Most people who follow RV blogs read Wheeling It, where Nina and Paul share about their life on the road along with their fantastic boondocking site reviews.
We’ve met a couple times before, but this week we got to spend some quality time together, which led to this revealing Q&A:
Leigh: We were talking before you (Nina) came out, and Paul mentioned that he caught you looking at Airstreams online?
Nina: (laughs) Yes!
Leigh: What were you doing?!
Nina: Well, personally I’ve wanted to downsize for ages.
Paul: Since year one.
Nina: When we started, we didn’t know anything about boondocking, we didn’t know anything about state parks, national forests, we thought you get an RV, you stay in private parks.
Paul: Well partially because we got such a big rig we figured we’ll never get into these public places, so we didn’t even look at them.
Nina: So around the middle of the first year we discovered natural camping, you know, public campgrounds, and that’s when I started doing all the planning and now we aim to spend 95/99% of our time in public campgrounds. And the planning is tough in a big rig. It would be really really nice to be smaller.
•••
> _Required task 1_: Please extract every line of the listing that contains the string "cardboard".
The interview and the listing are separate material.
•••
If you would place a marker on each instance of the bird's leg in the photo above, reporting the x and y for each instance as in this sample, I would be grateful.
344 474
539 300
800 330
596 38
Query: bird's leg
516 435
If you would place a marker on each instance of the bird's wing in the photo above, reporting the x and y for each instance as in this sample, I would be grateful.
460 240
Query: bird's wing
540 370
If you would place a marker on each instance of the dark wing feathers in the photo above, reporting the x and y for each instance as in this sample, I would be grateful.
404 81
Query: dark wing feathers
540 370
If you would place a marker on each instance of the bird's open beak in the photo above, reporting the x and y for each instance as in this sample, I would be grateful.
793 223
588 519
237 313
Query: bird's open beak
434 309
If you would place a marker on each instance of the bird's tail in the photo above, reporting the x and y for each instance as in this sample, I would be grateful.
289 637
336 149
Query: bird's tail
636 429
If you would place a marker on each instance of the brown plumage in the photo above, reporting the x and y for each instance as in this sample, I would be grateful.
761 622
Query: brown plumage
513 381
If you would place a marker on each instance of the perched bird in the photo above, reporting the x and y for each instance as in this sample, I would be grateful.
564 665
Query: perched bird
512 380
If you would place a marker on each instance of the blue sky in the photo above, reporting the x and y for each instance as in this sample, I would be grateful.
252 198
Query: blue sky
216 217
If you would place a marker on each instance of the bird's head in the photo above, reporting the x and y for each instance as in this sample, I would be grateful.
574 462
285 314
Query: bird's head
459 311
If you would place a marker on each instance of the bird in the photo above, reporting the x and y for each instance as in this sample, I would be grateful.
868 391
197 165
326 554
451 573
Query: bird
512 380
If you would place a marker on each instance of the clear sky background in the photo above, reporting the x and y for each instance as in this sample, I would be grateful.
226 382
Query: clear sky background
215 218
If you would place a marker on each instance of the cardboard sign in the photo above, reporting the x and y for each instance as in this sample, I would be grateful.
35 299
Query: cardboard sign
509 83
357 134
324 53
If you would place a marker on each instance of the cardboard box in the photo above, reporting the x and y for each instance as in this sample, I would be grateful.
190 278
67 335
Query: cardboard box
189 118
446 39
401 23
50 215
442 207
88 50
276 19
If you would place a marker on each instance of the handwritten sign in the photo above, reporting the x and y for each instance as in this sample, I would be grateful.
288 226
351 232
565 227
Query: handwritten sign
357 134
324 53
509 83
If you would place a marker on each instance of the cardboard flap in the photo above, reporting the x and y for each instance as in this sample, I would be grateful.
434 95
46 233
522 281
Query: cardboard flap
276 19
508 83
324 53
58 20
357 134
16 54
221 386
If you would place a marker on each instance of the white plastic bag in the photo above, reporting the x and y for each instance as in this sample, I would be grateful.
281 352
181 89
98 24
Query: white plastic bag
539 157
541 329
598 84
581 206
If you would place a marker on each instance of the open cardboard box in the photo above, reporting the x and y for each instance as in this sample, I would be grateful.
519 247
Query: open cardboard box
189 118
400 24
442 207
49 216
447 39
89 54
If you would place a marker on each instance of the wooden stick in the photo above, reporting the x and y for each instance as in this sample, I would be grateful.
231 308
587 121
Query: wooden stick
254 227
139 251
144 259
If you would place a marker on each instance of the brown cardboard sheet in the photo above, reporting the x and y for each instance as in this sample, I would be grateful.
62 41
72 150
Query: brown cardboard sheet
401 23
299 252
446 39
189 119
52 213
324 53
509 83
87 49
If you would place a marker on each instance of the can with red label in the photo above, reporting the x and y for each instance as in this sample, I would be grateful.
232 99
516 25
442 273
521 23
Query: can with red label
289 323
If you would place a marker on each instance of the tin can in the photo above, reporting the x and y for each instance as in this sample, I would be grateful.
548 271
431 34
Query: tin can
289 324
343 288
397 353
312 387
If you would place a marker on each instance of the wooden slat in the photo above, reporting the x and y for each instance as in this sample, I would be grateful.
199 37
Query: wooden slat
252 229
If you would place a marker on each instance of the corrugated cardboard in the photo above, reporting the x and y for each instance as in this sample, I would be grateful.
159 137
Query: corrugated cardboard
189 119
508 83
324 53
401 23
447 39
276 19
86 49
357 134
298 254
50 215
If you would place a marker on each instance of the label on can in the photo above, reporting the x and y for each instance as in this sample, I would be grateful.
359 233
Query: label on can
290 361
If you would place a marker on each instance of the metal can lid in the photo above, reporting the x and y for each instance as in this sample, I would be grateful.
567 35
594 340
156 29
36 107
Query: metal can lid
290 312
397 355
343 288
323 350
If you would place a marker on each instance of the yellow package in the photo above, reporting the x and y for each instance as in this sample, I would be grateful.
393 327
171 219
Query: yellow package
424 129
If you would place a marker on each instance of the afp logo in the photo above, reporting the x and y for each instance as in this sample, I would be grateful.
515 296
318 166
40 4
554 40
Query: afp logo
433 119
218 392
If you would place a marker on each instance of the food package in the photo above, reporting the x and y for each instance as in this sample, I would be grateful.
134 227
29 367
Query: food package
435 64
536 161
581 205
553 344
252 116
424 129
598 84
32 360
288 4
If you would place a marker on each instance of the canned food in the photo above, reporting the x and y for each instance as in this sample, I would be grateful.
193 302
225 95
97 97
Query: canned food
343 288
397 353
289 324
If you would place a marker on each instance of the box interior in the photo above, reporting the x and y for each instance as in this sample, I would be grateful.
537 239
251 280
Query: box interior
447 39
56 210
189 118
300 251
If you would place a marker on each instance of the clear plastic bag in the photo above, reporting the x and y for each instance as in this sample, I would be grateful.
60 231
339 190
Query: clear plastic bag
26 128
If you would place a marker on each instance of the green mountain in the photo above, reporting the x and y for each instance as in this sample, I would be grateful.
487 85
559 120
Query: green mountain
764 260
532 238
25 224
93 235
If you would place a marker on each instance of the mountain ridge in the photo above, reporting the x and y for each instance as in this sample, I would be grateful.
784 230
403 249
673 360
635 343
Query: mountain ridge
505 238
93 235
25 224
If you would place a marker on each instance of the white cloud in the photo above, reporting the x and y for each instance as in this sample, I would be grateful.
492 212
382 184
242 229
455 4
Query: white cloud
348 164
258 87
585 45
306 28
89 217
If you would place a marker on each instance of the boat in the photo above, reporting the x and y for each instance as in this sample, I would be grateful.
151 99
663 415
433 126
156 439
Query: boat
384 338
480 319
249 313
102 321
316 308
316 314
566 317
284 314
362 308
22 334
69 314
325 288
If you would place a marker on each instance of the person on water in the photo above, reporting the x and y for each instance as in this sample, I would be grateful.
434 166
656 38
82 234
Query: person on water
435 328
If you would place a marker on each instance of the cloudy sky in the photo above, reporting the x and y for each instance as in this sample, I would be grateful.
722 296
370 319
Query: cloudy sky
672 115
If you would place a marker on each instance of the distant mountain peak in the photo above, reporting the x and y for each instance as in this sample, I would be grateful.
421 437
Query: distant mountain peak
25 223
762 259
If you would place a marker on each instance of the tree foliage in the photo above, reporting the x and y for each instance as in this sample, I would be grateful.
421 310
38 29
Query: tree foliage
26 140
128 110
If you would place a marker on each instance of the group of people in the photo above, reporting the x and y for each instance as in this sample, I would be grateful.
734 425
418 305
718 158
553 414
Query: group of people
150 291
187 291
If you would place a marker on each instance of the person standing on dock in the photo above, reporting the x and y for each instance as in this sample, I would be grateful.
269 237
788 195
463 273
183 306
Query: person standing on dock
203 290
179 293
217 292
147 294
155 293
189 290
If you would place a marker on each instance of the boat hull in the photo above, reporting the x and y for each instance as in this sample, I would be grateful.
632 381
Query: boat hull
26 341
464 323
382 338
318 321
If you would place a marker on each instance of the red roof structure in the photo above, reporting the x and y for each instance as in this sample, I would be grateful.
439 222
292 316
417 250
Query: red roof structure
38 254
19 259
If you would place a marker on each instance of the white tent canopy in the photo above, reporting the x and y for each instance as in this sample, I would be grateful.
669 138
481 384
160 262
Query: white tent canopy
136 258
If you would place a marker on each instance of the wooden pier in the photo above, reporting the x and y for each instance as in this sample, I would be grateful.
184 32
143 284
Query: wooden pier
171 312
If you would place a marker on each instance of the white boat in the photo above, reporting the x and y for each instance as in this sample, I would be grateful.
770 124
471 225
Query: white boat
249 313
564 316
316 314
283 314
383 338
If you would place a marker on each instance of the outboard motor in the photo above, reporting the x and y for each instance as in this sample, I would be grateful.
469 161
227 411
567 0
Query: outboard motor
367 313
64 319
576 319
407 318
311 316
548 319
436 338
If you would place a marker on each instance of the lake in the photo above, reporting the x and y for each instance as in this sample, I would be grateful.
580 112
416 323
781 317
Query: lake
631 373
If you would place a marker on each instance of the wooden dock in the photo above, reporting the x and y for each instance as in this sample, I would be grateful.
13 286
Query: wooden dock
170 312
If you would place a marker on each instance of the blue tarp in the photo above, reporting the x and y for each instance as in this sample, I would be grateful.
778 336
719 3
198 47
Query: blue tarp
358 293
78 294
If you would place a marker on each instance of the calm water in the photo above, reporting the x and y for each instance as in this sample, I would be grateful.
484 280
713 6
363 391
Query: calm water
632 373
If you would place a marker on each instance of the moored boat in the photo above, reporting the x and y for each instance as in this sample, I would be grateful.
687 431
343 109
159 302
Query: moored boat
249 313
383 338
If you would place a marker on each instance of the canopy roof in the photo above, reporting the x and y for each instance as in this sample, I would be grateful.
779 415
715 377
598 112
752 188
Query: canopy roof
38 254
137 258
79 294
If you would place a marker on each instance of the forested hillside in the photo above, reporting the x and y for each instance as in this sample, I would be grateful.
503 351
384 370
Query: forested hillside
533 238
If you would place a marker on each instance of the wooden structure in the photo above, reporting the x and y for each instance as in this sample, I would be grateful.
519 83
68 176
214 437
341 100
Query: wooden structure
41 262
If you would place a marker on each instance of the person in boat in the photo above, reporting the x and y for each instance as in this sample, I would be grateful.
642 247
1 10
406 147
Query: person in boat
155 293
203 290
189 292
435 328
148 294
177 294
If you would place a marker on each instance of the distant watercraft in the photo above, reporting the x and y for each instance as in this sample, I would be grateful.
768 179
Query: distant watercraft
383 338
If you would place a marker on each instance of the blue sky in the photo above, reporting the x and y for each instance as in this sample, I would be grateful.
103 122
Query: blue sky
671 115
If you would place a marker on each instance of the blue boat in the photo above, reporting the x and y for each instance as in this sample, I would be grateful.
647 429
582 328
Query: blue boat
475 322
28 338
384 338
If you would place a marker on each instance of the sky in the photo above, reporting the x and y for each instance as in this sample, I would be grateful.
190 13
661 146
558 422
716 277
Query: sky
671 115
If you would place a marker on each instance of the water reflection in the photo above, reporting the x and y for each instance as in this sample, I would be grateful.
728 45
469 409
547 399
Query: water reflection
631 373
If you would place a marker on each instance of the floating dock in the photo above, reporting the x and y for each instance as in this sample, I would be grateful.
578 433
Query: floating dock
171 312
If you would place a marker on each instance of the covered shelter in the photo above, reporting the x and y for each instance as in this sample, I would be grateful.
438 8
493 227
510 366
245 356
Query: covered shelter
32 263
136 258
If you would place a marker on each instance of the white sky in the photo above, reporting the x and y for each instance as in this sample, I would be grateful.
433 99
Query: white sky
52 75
•••
> _Required task 2_:
Answer these from the interview, each in a few words:
(a) What is the name of the blog where Nina and Paul share about their life on the road?
(b) According to Paul, since when has Nina wanted to downsize?
(c) Around when did they discover natural camping?

> _Complete response 1_:
If you would place a marker on each instance of the cardboard sign in the photo above, reporting the x and y for each instance as in this sample, I would be grateful.
Query: cardboard sign
If you would place a marker on each instance of the cardboard box in the photo above, reporting the x and y for each instance as in this sample, I would be grateful.
Query: cardboard box
If you would place a marker on each instance of the cardboard flap in the photo above, reporting the x and y for each instance as in this sample, I would be grateful.
Query: cardboard flap
If you would place a marker on each instance of the open cardboard box in the photo above, reporting the x and y for each instance as in this sample, I would be grateful.
Query: open cardboard box
If you would place a marker on each instance of the brown cardboard sheet in the photo above, reporting the x and y for each instance as in this sample, I would be grateful.
Query: brown cardboard sheet
If you would place a marker on each instance of the corrugated cardboard in the photo above, reporting the x and y for each instance as in this sample, I would be grateful.
Query: corrugated cardboard

> _Complete response 2_:
(a) Wheeling It
(b) Since year one
(c) Around the middle of the first year